> [EXTRACTED TEXT]
■ ■ ■ ■

At least 14,300 foreign nationals currently hold active work permits in Kenya, according to the Department of Immigration Services' June 2026 quarterly report — but nearly a third of pending renewal applications have stalled for more than 90 days, leaving holders in a legal grey zone that employers and immigration lawyers in Nairobi say is the worst they have seen in a decade.
The timing matters. Europe is convulsing: a suspected bombing in Monaco has European capitals tightening entry rules for nationals from conflict zones, Poland is openly warning of a Russian threat in the months ahead, and Iran's political future is being decided at a state funeral that is reshaping allegiances across the Middle East. Each shift sends ripples toward Nairobi. Zimbabweans, Somalis, Congolese, Ethiopians and South Sudanese — all well represented in Nairobi's migrant workforce — are finding that even a distant geopolitical tremor can freeze a visa desk in Upper Hill.
Who Is Caught, and Where
The crunch is most visible in Westlands and along Mombasa Road, where tech firms anchored in the Silicon Savannah corridor have been recruiting engineers and product managers from across the continent and beyond. The Kenya ICT Board estimates that roughly 2,100 of the roughly 14,300 permit holders work in the information and communications technology sector — a number that has grown 38 percent since 2022 but that advocates say is now threatened by processing delays at Nyayo House, the immigration department's Nairobi headquarters on Kenyatta Avenue.
Asylum seekers face a harder road still. The United Nations High Commissioner for Refugees registered 578,000 refugees and asylum seekers in Kenya as of May 2026, the bulk of them in Dadaab and Kakuma — but an estimated 96,000 live in Nairobi, concentrated in Eastleigh, South B and parts of Mathare. For that urban population, the Refugee Affairs Secretariat's Nairobi Urban Refugee Registration Centre on Ngong Road has a current waiting list of more than 8,000 individuals seeking documentation renewals. Officers there are processing roughly 180 cases per week. The arithmetic is bleak: at that rate, the backlog clears in 44 weeks.

■ ■ ■ ■

> [EXERCISE TASKS]
1. Return the part of the article on Kenya's work permit backlog from "The timing matters." to "in Upper Hill.", copied word for word.
2. Carry the article on Kenya's work permit backlog forward, picking up right after its final sentence.

> [DATASET SECTION]
■ ■ ■ ■

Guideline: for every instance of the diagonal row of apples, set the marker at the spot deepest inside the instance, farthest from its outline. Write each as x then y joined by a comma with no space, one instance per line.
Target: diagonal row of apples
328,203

■ ■ ■ ■

> [OUTPUTS]
1.
The timing matters. Europe is convulsing: a suspected bombing in Monaco has European capitals tightening entry rules for nationals from conflict zones, Poland is openly warning of a Russian threat in the months ahead, and Iran's political future is being decided at a state funeral that is reshaping allegiances across the Middle East. Each shift sends ripples toward Nairobi. Zimbabweans, Somalis, Congolese, Ethiopians and South Sudanese — all well represented in Nairobi's migrant workforce — are finding that even a distant geopolitical tremor can freeze a visa desk in Upper Hill.

2.
Legal fees compound the pressure. A Class G work permit — the standard category for most professional migrants — costs Ksh 200,000 per two-year cycle under the revised fee schedule introduced in January 2026, up from Ksh 77,500 before the Finance Act 2023 overhauled the tariff structure. That increase landed in the middle of the Ruto government's IMF-driven austerity programme, and for many mid-level earners it is simply unaffordable. Immigration consultancies along Kimathi Street report that a significant share of their clients are now applying for lower-tier permits to cut costs, accepting restrictions on the type of work they can legally do.
The Data Behind the Daily Struggle
The World Bank's April 2026 Kenya Economic Update put remittance inflows at $4.3 billion for 2025 — a record — but also flagged that reverse remittances from Nairobi-based diaspora workers sending money home to conflict-affected countries have risen sharply, meaning migrants are simultaneously economically productive for Kenya and financially stretched by obligations abroad. That dual pressure makes fee hikes and permit delays especially destabilising.
Officials at the African Population and Health Research Centre on Manga Close in Korogocho have been tracking internal displacement within Nairobi linked to permit non-renewal, as families move from formal rentals in Kilimani or Lavington to cheaper informal settlements when breadwinners lose legal work status. Preliminary data from an ongoing 2026 survey suggest that around 12 percent of surveyed Eastleigh households include at least one member whose permit lapsed in the past six months.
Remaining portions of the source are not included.